─── SOURCE DOCUMENT ───
Re: what's better for in memory searching?

2012-06-11 Thread Li Li
I have roughly read the codes of RAMDirectory. it use a list of 1024
byte arrays and many overheads.
But as far as I know, using MMapDirectory, I can't prevent the page
faults. OS will swap less frequent pages out. Even if I allocate
enough memory for JVM, I can guarantee all the files in the directory
are in memory. am I understanding right? if it is, then some less
frequent queries will be slow.  How can I let them always in memory?

On Fri, Jun 8, 2012 at 5:53 PM, Lance Norskog goks...@gmail.com wrote:
 Yes, use MMapDirectory. It is faster and uses memory more efficiently
 than RAMDirectory. This sounds wrong, but it is true. With
 RAMDirectory, Java has to work harder doing garbage collection.

 On Fri, Jun 8, 2012 at 1:30 AM, Li Li fancye...@gmail.com wrote:
 hi all
   I want to use lucene 3.6 providing searching service. my data is
 not very large, raw data is less that 1GB and I want to use load all
 indexes into memory. also I need save all indexes into disk
 persistently.
   I originally want to use RAMDirectory. But when I read its javadoc.

   Warning: This class is not intended to work with huge indexes.
 Everything beyond several hundred megabytes
  will waste resources (GC cycles), because it uses an internal buffer
 size of 1024 bytes, producing millions of byte
  [1024] arrays. This class is optimized for small memory-resident
 indexes. It also has bad concurrency on
  multithreaded environments.
 It is recommended to materialize large indexes on disk and use
 MMapDirectory, which is a high-performance
  directory implementation working directly on the file system cache of
 the operating system, so copying data to
  Java heap space is not useful.

    should I use MMapDirectory? it seems another contrib instantiated.
 anyone test it with RAMDirectory?



 --
 Lance Norskog
 goks...@gmail.com


Re: what's better for in memory searching?

2012-06-11 Thread Michael Kuhlmann
Set the swapiness to 0 to avoid memory pages being swapped to disk too 
early.


http://en.wikipedia.org/wiki/Swappiness

-Kuli

Am 11.06.2012 10:38, schrieb Li Li:

I have roughly read the codes of RAMDirectory. it use a list of 1024
byte arrays and many overheads.
───
OBJECTIVE A: In the thread on in-memory searching, which Lucene version does Li Li plan to use?
OBJECTIVE B: Rewrite the passage of the thread on in-memory searching that begins at "It is recommended" and ends after "another contrib instantiated.", putting "fast" in place of "high-performance".
OBJECTIVE C: Write the next part of the thread on in-memory searching, picking up after its last line.
─── STORED DATA ───
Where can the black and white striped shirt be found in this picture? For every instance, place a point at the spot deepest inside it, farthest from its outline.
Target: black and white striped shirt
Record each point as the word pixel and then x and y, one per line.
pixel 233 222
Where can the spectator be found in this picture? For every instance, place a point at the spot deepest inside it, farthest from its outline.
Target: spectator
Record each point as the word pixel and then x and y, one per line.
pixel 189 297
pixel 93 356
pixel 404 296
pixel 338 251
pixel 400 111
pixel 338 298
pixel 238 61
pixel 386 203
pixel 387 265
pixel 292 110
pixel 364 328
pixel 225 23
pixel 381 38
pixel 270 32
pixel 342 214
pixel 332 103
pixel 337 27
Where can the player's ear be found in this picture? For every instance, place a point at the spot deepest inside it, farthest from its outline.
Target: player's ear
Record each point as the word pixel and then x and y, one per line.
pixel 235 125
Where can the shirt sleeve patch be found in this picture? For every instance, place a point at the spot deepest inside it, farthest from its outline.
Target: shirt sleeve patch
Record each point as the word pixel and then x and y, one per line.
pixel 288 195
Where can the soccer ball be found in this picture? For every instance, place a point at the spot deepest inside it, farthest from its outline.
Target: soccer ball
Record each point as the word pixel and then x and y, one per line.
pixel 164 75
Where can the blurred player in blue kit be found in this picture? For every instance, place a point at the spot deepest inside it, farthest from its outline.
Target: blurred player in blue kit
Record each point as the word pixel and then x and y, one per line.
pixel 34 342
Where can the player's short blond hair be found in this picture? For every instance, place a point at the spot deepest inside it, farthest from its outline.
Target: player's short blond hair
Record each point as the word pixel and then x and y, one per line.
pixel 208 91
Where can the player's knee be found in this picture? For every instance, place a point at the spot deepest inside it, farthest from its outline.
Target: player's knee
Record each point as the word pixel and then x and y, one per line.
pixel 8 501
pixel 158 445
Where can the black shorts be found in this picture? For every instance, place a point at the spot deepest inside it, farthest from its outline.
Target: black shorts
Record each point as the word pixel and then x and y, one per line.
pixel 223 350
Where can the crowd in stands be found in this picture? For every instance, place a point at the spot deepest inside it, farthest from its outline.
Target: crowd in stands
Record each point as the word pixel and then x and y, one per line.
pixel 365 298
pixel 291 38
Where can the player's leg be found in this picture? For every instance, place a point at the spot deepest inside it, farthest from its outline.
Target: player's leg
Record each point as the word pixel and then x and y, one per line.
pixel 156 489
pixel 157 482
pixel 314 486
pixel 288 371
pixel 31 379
───
TASK ANSWER A: Lucene 3.6

TASK ANSWER B:
It is recommended to materialize large indexes on disk and use
 MMapDirectory, which is a fast
  directory implementation working directly on the file system cache of
 the operating system, so copying data to
  Java heap space is not useful.

    should I use MMapDirectory? it seems another contrib instantiated.

TASK ANSWER C:
But as far as I know, using MMapDirectory, I can't prevent the page
faults. OS will swap less frequent pages out. Even if I allocate
enough memory for JVM, I can guarantee all the files in the directory
are in memory. am I understanding right? if it is, then some less
frequent queries will be slow.  How can I let them always in memory?

On Fri, Jun 8, 2012 at 5:53 PM, Lance Norskoggoks...@gmail.com  wrote:

Yes, use MMapDirectory. It is faster and uses memory more efficiently
than RAMDirectory. This sounds wrong, but it is true. With
RAMDirectory, Java has to work harder doing garbage collection.

On Fri, Jun 8, 2012 at 1:30 AM, Li Lifancye...@gmail.com  wrote:

hi all
   I want to use lucene 3.6 providing searching service. my data is
not very large, raw data is less that 1GB and I want to use load all
indexes into memory. also I need save all indexes into disk
persistently.
   I originally want to use RAMDirectory. But when I read its javadoc.

   Warning: This class is not intended to work with huge indexes.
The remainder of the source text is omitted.